Data entries
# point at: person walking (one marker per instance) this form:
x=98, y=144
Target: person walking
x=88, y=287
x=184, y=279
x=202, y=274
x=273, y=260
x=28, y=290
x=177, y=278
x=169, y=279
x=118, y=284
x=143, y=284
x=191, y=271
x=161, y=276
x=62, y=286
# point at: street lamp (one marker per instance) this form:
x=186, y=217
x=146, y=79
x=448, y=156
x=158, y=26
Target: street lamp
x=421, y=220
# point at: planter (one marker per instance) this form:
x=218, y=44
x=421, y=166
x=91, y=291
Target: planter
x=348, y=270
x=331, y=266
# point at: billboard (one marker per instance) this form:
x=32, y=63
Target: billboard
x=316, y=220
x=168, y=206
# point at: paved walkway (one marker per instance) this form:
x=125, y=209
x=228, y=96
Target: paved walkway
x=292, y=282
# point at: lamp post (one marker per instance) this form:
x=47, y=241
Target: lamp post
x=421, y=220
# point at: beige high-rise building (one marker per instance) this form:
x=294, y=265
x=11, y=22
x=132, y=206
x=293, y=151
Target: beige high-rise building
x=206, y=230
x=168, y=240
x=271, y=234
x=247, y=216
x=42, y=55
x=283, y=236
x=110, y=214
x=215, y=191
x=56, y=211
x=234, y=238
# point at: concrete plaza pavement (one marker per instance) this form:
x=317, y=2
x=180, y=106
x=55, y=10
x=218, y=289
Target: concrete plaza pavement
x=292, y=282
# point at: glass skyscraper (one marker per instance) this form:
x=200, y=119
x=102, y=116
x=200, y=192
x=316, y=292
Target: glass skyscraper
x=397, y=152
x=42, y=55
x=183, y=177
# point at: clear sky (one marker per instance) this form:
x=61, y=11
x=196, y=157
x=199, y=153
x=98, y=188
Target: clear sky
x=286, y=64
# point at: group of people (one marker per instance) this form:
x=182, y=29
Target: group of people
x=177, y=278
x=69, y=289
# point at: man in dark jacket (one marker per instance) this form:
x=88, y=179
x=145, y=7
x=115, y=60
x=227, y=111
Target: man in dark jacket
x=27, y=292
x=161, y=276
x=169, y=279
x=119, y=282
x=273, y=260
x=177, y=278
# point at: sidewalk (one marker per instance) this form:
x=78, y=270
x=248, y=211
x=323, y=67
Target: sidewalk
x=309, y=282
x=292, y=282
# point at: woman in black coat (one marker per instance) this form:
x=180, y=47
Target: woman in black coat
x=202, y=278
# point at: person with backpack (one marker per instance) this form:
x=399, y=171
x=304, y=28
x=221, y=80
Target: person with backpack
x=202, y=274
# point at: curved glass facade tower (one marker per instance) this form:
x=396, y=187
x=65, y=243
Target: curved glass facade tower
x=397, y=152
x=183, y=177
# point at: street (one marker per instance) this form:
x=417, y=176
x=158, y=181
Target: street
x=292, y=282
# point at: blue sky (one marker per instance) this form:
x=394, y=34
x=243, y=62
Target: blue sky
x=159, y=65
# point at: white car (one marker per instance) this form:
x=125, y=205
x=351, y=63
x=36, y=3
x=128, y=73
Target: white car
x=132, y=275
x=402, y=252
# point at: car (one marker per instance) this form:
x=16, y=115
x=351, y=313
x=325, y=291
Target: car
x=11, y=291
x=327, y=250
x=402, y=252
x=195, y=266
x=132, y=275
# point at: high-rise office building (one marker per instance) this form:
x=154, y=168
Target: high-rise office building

Written request. Convert every line of the data above into a JSON list of strings, one string per line, omitting blank lines.

Right answer.
[
  "# point at: person walking (one marker per instance) this form:",
  "x=98, y=144",
  "Target: person walking",
  "x=88, y=287",
  "x=184, y=279",
  "x=202, y=274",
  "x=273, y=260",
  "x=28, y=290",
  "x=177, y=278",
  "x=169, y=279",
  "x=118, y=284",
  "x=143, y=284",
  "x=191, y=271",
  "x=161, y=276",
  "x=62, y=286",
  "# point at: street lamp (one marker per instance) this form:",
  "x=186, y=217",
  "x=146, y=79",
  "x=448, y=156",
  "x=158, y=26",
  "Target: street lamp",
  "x=421, y=220",
  "# point at: planter (one marker per instance) this form:",
  "x=218, y=44",
  "x=421, y=166",
  "x=91, y=291",
  "Target: planter",
  "x=348, y=270",
  "x=331, y=266",
  "# point at: billboard (one marker per instance) this form:",
  "x=32, y=63",
  "Target: billboard",
  "x=316, y=220",
  "x=168, y=206",
  "# point at: paved walkway (one marker per instance) this form:",
  "x=125, y=209",
  "x=228, y=96",
  "Target: paved walkway",
  "x=292, y=282",
  "# point at: lamp post (one marker per instance) this form:",
  "x=47, y=241",
  "Target: lamp post",
  "x=421, y=220",
  "# point at: beige high-rise building (one marker per instance) this form:",
  "x=294, y=265",
  "x=11, y=22",
  "x=132, y=206",
  "x=293, y=151",
  "Target: beige high-rise building",
  "x=206, y=230",
  "x=168, y=240",
  "x=271, y=234",
  "x=247, y=216",
  "x=42, y=55",
  "x=283, y=236",
  "x=110, y=214",
  "x=215, y=191",
  "x=56, y=211",
  "x=234, y=238",
  "# point at: concrete plaza pavement (one marker per instance) this form:",
  "x=317, y=2",
  "x=180, y=106",
  "x=55, y=10",
  "x=218, y=289",
  "Target: concrete plaza pavement",
  "x=292, y=282",
  "# point at: glass skyscraper (one marker per instance) this form:",
  "x=200, y=119",
  "x=102, y=116",
  "x=200, y=192",
  "x=316, y=292",
  "Target: glass skyscraper",
  "x=397, y=152",
  "x=42, y=55",
  "x=183, y=177",
  "# point at: clear sky (one marker per instance) this form:",
  "x=61, y=11",
  "x=196, y=157",
  "x=199, y=153",
  "x=98, y=188",
  "Target: clear sky",
  "x=286, y=64",
  "# point at: group of people (one marker per instance) this form:",
  "x=182, y=29",
  "Target: group of people",
  "x=177, y=278",
  "x=69, y=289",
  "# point at: man in dark jacket (one marker per instance) this form:",
  "x=88, y=179",
  "x=145, y=7",
  "x=115, y=60",
  "x=227, y=111",
  "Target: man in dark jacket",
  "x=27, y=292",
  "x=161, y=276",
  "x=169, y=279",
  "x=119, y=282",
  "x=273, y=260",
  "x=177, y=278",
  "# point at: sidewalk (one marker per instance) this form:",
  "x=78, y=270",
  "x=248, y=211",
  "x=323, y=67",
  "Target: sidewalk",
  "x=309, y=282",
  "x=292, y=282",
  "# point at: woman in black coat (one marker per instance) this form:",
  "x=180, y=47",
  "Target: woman in black coat",
  "x=202, y=278",
  "# point at: person with backpack (one marker per instance) this form:",
  "x=399, y=171",
  "x=304, y=28",
  "x=221, y=80",
  "Target: person with backpack",
  "x=202, y=274",
  "# point at: curved glass facade tower (one marker per instance) this form:",
  "x=396, y=187",
  "x=65, y=243",
  "Target: curved glass facade tower",
  "x=397, y=152",
  "x=183, y=177",
  "# point at: street (one marker per instance) this form:",
  "x=417, y=176",
  "x=158, y=181",
  "Target: street",
  "x=292, y=282",
  "# point at: blue sky (one marker per instance) this form:",
  "x=394, y=34",
  "x=243, y=62",
  "Target: blue sky",
  "x=159, y=65",
  "# point at: white car (one marker per instance) this form:",
  "x=125, y=205",
  "x=351, y=63",
  "x=36, y=3",
  "x=128, y=73",
  "Target: white car",
  "x=132, y=275",
  "x=402, y=252",
  "# point at: car (one marker per instance) this form:",
  "x=16, y=115",
  "x=351, y=313",
  "x=325, y=291",
  "Target: car",
  "x=11, y=291",
  "x=327, y=250",
  "x=402, y=252",
  "x=195, y=266",
  "x=132, y=275",
  "# point at: high-rise office building (one marker per instance) this form:",
  "x=154, y=168",
  "Target: high-rise office building"
]